[Stored items]
▼

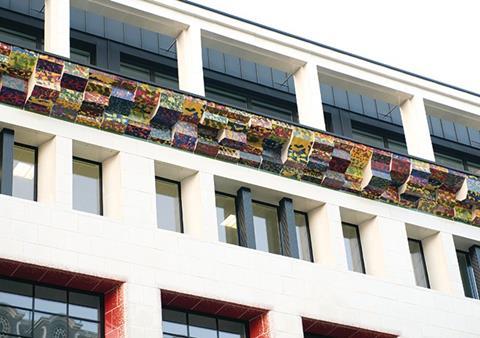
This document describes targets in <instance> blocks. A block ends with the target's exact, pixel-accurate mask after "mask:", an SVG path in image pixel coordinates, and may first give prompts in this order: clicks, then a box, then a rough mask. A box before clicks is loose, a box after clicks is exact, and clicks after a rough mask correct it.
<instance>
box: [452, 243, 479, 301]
mask: <svg viewBox="0 0 480 338" xmlns="http://www.w3.org/2000/svg"><path fill="white" fill-rule="evenodd" d="M457 259H458V266H459V268H460V275H461V276H462V284H463V290H464V292H465V296H466V297H469V298H477V299H479V295H478V290H477V287H476V283H475V275H474V273H473V268H472V263H471V261H470V255H469V254H468V252H464V251H457Z"/></svg>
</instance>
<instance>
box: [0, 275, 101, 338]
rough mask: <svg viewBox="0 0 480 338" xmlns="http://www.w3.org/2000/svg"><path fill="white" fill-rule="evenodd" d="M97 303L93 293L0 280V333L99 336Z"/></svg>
mask: <svg viewBox="0 0 480 338" xmlns="http://www.w3.org/2000/svg"><path fill="white" fill-rule="evenodd" d="M101 302H102V297H101V296H100V295H96V294H87V293H83V292H77V291H73V290H67V289H62V288H57V287H48V286H43V285H37V284H32V283H25V282H17V281H14V280H9V279H0V336H1V337H33V338H36V337H52V338H67V337H89V338H99V337H101V332H102V330H103V329H102V325H103V324H102V320H101V317H102V314H101Z"/></svg>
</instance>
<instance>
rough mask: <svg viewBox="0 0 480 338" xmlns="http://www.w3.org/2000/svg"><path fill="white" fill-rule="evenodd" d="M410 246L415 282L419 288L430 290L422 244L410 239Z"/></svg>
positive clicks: (409, 244) (413, 271)
mask: <svg viewBox="0 0 480 338" xmlns="http://www.w3.org/2000/svg"><path fill="white" fill-rule="evenodd" d="M408 246H409V248H410V257H411V258H412V265H413V272H414V273H415V281H416V283H417V285H418V286H422V287H424V288H428V287H429V286H428V276H427V270H426V267H425V259H424V257H423V252H422V244H421V242H419V241H414V240H411V239H409V240H408Z"/></svg>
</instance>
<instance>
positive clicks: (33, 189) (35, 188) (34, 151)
mask: <svg viewBox="0 0 480 338" xmlns="http://www.w3.org/2000/svg"><path fill="white" fill-rule="evenodd" d="M13 146H14V147H15V146H19V147H23V148H27V149H31V150H33V151H34V154H35V155H34V161H35V164H34V168H35V175H34V177H33V185H34V186H33V201H34V202H37V198H38V195H37V194H38V147H35V146H31V145H29V144H25V143H20V142H14V144H13Z"/></svg>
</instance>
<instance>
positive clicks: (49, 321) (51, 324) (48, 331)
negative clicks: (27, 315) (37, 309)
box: [33, 312, 67, 338]
mask: <svg viewBox="0 0 480 338" xmlns="http://www.w3.org/2000/svg"><path fill="white" fill-rule="evenodd" d="M33 317H34V321H35V322H34V324H33V327H34V329H33V338H45V337H51V338H67V318H66V317H63V316H58V315H51V314H47V313H41V312H35V314H34V315H33Z"/></svg>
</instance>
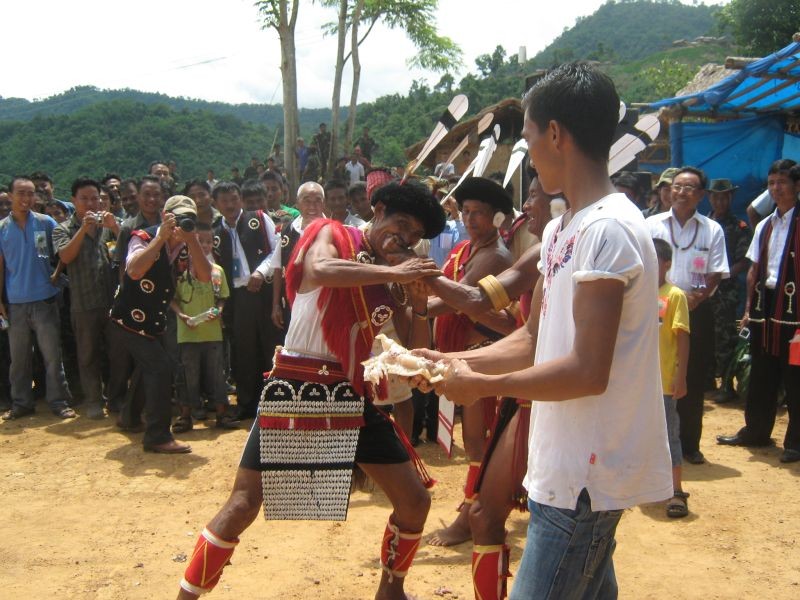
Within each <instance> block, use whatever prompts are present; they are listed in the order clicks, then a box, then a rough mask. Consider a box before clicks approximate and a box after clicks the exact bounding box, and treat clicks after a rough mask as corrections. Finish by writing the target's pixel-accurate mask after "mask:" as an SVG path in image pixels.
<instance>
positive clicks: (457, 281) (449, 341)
mask: <svg viewBox="0 0 800 600" xmlns="http://www.w3.org/2000/svg"><path fill="white" fill-rule="evenodd" d="M471 250H472V243H471V242H470V240H465V241H463V242H461V243H459V244H457V245H456V247H455V248H453V249H452V250H451V251H450V256H449V257H448V258H447V262H446V263H445V265H444V268H443V269H442V271H443V273H444V276H445V277H447V278H448V279H452V280H453V281H455V282H456V283H457V282H459V281H461V279H462V277H464V267H465V266H466V264H467V263H468V262H469V259H470V258H472V253H471ZM472 328H473V323H472V319H470V318H469V317H468V316H467V315H465V314H462V313H449V314H446V315H442V316H441V317H437V318H436V348H437V349H438V350H439V351H440V352H461V351H462V350H465V349H466V340H467V336H468V335H469V333H470V331H472Z"/></svg>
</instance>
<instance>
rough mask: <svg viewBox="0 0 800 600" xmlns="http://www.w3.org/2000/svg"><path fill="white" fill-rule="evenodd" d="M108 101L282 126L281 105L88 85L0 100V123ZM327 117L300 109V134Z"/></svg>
mask: <svg viewBox="0 0 800 600" xmlns="http://www.w3.org/2000/svg"><path fill="white" fill-rule="evenodd" d="M110 100H130V101H133V102H141V103H142V104H163V105H165V106H169V107H170V108H172V109H175V110H184V109H186V110H205V111H208V112H211V113H215V114H219V115H231V116H234V117H237V118H238V119H241V120H242V121H246V122H248V123H254V124H257V125H266V126H268V127H270V128H274V127H277V126H278V125H281V124H282V123H283V107H282V106H281V105H280V104H226V103H225V102H207V101H205V100H197V99H193V98H182V97H178V98H174V97H172V96H167V95H165V94H158V93H152V92H140V91H137V90H130V89H122V90H101V89H98V88H96V87H93V86H89V85H85V86H78V87H74V88H72V89H70V90H67V91H66V92H62V93H61V94H57V95H55V96H51V97H50V98H47V99H44V100H37V101H34V102H31V101H29V100H25V99H23V98H2V97H0V121H28V120H30V119H32V118H34V117H35V116H37V115H41V116H46V115H68V114H72V113H74V112H75V111H77V110H79V109H81V108H84V107H86V106H91V105H93V104H97V103H98V102H108V101H110ZM330 116H331V111H330V109H329V108H301V109H300V114H299V118H300V131H301V132H303V133H307V132H308V133H310V132H313V131H316V130H317V125H319V124H320V123H321V122H322V121H325V122H329V121H330Z"/></svg>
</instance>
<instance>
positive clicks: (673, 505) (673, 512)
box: [667, 492, 689, 519]
mask: <svg viewBox="0 0 800 600" xmlns="http://www.w3.org/2000/svg"><path fill="white" fill-rule="evenodd" d="M688 497H689V494H687V493H686V492H675V494H674V495H673V496H672V498H670V499H669V501H668V502H667V516H668V517H669V518H670V519H680V518H681V517H685V516H687V515H688V514H689V503H688V502H687V501H686V499H687V498H688Z"/></svg>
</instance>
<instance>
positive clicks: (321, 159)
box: [311, 131, 331, 178]
mask: <svg viewBox="0 0 800 600" xmlns="http://www.w3.org/2000/svg"><path fill="white" fill-rule="evenodd" d="M311 143H312V144H313V145H314V146H316V147H317V156H318V158H319V170H320V174H321V175H322V177H323V178H324V177H325V176H326V175H327V174H328V158H329V157H330V155H331V132H330V131H326V132H325V133H323V132H321V131H318V132H317V133H315V134H314V137H313V138H312V139H311Z"/></svg>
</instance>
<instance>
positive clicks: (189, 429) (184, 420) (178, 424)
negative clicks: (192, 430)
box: [172, 416, 194, 433]
mask: <svg viewBox="0 0 800 600" xmlns="http://www.w3.org/2000/svg"><path fill="white" fill-rule="evenodd" d="M192 429H194V425H193V424H192V417H184V416H180V417H178V418H177V419H175V423H173V424H172V433H186V432H187V431H191V430H192Z"/></svg>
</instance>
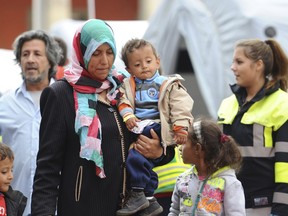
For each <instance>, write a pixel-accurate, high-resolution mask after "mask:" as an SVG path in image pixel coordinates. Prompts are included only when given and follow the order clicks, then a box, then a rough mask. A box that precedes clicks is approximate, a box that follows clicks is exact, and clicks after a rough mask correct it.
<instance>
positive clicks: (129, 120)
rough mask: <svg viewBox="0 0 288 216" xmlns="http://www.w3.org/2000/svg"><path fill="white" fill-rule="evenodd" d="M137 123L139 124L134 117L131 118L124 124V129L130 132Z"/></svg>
mask: <svg viewBox="0 0 288 216" xmlns="http://www.w3.org/2000/svg"><path fill="white" fill-rule="evenodd" d="M137 122H140V120H139V119H138V118H136V117H132V118H129V119H128V120H127V121H126V122H125V124H126V127H127V128H128V129H129V130H130V131H131V130H132V129H133V128H134V127H137V126H138V125H137Z"/></svg>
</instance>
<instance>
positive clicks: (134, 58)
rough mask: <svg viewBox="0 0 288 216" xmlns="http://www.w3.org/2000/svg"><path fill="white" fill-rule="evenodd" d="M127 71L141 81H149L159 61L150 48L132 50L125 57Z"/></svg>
mask: <svg viewBox="0 0 288 216" xmlns="http://www.w3.org/2000/svg"><path fill="white" fill-rule="evenodd" d="M127 59H128V67H127V68H126V69H127V71H128V72H129V73H130V74H131V75H132V76H135V77H137V78H139V79H141V80H146V79H150V78H151V77H153V76H154V74H155V72H156V70H158V69H159V67H160V59H159V58H157V57H156V56H155V54H154V53H153V50H152V48H151V46H149V45H147V46H144V47H140V48H139V49H135V50H133V52H131V53H129V54H128V55H127Z"/></svg>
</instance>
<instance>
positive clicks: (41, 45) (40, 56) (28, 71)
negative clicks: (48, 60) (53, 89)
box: [20, 39, 51, 87]
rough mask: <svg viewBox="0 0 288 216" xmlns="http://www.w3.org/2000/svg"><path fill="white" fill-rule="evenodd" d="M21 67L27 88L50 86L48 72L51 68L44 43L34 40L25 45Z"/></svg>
mask: <svg viewBox="0 0 288 216" xmlns="http://www.w3.org/2000/svg"><path fill="white" fill-rule="evenodd" d="M20 66H21V69H22V74H23V77H24V80H25V82H26V85H27V87H29V86H34V87H36V86H39V87H40V86H43V85H46V86H47V85H48V84H49V78H48V71H49V69H50V67H51V66H50V64H49V61H48V58H47V55H46V45H45V43H44V41H42V40H39V39H33V40H30V41H26V42H25V43H24V44H23V46H22V50H21V57H20Z"/></svg>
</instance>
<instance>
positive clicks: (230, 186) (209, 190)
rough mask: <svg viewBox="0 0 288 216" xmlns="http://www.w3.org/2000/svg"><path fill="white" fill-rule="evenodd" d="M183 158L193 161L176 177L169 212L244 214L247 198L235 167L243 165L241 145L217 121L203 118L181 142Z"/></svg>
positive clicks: (197, 214) (219, 213)
mask: <svg viewBox="0 0 288 216" xmlns="http://www.w3.org/2000/svg"><path fill="white" fill-rule="evenodd" d="M181 147H182V148H181V150H182V158H183V162H184V163H186V164H193V166H192V168H191V169H189V170H187V171H185V172H184V173H182V174H181V175H180V176H179V177H178V178H177V181H176V184H175V187H174V191H173V195H172V204H171V208H170V213H169V216H174V215H195V216H196V215H215V216H220V215H221V216H224V215H233V216H244V215H246V214H245V198H244V191H243V188H242V185H241V183H240V181H239V180H238V179H237V178H236V175H235V170H238V169H239V168H240V165H241V161H242V157H241V153H240V151H239V148H238V146H237V144H236V142H235V141H234V139H233V138H232V137H231V136H226V135H225V134H223V133H222V132H221V130H220V128H219V127H218V125H217V123H216V122H214V121H212V120H207V119H202V120H201V119H199V120H196V121H195V122H194V123H193V127H192V132H189V134H188V140H187V142H186V143H185V144H184V145H182V146H181Z"/></svg>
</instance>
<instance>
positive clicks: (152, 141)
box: [134, 129, 163, 159]
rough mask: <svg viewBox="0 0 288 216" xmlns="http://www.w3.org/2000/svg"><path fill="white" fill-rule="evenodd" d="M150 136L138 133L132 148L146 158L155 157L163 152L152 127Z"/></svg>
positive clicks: (160, 155) (152, 158)
mask: <svg viewBox="0 0 288 216" xmlns="http://www.w3.org/2000/svg"><path fill="white" fill-rule="evenodd" d="M150 133H151V136H152V138H149V137H146V136H144V135H139V136H138V139H137V140H136V142H135V143H134V149H136V150H137V151H138V152H139V153H140V154H142V155H144V156H145V157H146V158H150V159H157V158H159V157H161V156H162V154H163V147H162V146H161V144H160V138H159V137H158V136H157V134H156V133H155V131H154V130H153V129H151V130H150Z"/></svg>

▲

Task item: The word "coordinates" may appear in several lines of the data; copy every line where it does.

Solution below:
This document describes targets in <instance> blocks. A block ends with the target's exact, pixel-accurate mask after "mask:", an SVG path in image pixel coordinates, and may first give prompts in this order: clicks, then a box, then a rough mask. A box before clicks is loose, a box after clicks is exact, and clicks after a rough mask correct it.
For each <instance>, write a pixel-accurate, high-resolution mask after "mask:" as an SVG path in image pixel coordinates. Prompts are included only when given and follow the order clicks, then a box, then a rough mask. A box that precedes clicks is approximate, a box that follows clicks is exact, and clicks after a rough mask correct it.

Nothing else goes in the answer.